● **Your assignment**: Among the records below, find each line that includes the string "snail" and copy it.

● **Saved entries**:
╭──
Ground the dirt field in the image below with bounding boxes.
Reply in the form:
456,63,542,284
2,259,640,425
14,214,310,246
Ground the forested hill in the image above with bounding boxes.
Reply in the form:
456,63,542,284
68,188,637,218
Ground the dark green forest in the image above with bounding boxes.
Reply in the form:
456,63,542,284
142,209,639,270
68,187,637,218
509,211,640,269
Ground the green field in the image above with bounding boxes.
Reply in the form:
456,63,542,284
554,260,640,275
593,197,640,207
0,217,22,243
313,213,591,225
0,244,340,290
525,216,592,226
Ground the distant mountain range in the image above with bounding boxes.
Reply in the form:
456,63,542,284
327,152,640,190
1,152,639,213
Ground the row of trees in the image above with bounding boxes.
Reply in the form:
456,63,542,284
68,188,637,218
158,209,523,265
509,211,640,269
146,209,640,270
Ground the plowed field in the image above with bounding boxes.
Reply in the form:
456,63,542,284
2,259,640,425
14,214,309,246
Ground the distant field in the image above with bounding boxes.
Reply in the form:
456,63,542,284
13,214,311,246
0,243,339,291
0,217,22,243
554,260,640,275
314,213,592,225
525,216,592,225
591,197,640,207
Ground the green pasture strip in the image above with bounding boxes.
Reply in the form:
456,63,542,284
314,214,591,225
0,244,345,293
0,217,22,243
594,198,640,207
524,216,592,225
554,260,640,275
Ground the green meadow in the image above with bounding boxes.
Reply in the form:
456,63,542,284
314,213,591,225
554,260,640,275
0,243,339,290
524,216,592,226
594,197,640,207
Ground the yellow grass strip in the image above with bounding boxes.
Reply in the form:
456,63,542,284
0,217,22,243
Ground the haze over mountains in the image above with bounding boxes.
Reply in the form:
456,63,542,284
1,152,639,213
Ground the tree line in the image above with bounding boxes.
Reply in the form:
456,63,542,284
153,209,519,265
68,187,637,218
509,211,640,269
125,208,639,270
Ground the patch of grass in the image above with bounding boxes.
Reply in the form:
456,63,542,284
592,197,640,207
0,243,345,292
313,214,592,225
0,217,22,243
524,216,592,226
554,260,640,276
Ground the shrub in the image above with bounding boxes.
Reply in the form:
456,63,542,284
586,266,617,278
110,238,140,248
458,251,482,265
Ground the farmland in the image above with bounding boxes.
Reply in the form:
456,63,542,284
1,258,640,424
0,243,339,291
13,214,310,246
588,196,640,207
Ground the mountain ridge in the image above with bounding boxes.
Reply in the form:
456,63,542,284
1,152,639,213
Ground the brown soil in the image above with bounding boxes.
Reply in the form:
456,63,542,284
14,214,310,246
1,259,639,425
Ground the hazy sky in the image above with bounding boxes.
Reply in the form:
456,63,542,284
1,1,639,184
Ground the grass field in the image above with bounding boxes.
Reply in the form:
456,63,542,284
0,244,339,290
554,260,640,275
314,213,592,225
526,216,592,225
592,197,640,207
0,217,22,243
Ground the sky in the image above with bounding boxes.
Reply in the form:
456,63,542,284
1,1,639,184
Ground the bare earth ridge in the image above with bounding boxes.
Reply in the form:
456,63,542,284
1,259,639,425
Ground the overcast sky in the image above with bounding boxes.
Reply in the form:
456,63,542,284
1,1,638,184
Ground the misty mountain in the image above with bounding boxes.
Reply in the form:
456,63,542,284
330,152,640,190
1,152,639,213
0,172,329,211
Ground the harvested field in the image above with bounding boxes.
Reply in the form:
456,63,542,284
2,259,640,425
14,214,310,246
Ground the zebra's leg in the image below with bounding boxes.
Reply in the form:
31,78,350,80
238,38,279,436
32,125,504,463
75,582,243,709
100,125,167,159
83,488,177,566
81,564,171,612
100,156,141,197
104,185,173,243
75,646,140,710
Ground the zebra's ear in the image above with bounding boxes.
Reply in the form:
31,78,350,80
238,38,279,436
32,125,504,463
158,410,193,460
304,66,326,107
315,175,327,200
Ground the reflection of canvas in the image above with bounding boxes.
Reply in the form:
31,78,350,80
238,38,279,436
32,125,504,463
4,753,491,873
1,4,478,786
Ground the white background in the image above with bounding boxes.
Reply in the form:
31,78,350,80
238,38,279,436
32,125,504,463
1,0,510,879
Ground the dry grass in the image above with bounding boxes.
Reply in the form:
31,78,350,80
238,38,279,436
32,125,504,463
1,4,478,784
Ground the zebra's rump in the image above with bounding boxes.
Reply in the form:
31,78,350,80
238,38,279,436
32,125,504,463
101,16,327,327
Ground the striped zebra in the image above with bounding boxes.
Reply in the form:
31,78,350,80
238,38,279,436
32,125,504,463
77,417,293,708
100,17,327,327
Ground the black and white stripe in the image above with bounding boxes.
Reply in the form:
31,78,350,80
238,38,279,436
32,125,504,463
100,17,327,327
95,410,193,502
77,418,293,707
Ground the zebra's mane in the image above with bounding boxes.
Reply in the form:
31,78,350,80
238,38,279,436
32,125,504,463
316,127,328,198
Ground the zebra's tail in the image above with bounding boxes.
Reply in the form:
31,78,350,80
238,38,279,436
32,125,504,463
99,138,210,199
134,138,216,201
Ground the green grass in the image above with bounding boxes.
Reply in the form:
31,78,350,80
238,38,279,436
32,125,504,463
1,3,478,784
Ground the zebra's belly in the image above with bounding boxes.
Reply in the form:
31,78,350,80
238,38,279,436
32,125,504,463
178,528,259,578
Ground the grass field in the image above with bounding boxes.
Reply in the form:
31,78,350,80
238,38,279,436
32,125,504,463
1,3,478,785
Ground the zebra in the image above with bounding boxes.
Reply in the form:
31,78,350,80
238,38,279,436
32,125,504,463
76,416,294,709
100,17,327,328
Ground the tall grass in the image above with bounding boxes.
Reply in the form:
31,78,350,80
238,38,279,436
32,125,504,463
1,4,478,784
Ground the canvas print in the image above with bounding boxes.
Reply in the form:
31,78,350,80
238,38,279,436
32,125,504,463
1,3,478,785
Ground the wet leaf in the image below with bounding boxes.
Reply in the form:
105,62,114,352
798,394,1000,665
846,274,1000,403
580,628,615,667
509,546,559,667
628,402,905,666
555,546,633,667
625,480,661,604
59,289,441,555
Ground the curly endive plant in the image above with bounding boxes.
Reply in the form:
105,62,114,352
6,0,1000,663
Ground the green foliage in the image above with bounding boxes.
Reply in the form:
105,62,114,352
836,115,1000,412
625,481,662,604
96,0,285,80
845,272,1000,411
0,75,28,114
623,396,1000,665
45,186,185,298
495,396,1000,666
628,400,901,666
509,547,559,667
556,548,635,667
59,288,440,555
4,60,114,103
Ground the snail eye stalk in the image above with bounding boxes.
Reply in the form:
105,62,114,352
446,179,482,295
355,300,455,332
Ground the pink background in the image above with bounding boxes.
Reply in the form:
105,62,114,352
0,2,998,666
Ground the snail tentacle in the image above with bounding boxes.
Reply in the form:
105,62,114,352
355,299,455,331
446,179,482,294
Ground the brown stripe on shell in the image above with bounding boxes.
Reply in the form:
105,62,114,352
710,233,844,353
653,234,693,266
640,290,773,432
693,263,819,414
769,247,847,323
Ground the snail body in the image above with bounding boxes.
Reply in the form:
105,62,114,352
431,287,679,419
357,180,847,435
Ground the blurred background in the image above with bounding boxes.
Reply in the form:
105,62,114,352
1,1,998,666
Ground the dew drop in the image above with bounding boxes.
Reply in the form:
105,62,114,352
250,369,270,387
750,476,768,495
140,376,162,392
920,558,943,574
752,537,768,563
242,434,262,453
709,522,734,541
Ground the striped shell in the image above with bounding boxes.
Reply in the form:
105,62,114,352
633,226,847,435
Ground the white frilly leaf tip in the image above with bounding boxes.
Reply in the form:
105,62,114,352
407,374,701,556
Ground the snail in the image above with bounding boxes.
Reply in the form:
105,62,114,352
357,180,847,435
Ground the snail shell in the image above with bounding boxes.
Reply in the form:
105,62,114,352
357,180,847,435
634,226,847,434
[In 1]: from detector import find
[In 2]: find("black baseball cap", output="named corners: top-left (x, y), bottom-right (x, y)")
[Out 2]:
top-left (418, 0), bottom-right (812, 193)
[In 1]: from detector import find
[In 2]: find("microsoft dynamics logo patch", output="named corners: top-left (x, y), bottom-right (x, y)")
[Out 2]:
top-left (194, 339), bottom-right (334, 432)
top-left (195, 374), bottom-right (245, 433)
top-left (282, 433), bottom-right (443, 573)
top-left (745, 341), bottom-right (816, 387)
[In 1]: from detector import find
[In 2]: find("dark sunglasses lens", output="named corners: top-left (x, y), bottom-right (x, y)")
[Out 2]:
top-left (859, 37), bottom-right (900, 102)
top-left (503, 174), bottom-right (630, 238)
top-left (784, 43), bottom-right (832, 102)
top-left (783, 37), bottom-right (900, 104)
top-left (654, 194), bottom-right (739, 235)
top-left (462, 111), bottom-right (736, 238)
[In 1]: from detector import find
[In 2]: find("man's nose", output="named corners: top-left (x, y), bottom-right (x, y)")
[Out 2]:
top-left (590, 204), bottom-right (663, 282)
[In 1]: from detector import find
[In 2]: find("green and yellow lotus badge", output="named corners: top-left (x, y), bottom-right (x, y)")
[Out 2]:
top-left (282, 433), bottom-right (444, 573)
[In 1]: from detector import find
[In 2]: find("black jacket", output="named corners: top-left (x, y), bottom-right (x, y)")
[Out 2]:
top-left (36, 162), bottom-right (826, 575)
╰──
● **Result for this exercise**:
Ground the snail eye stalk in the image above with bounding boxes.
Ground the snail tentacle in the image above with bounding boxes.
Ground the snail body in the image above with bounding boxes.
Ground the snail in the image above with bounding boxes.
Ground the snail shell in the image above with bounding boxes.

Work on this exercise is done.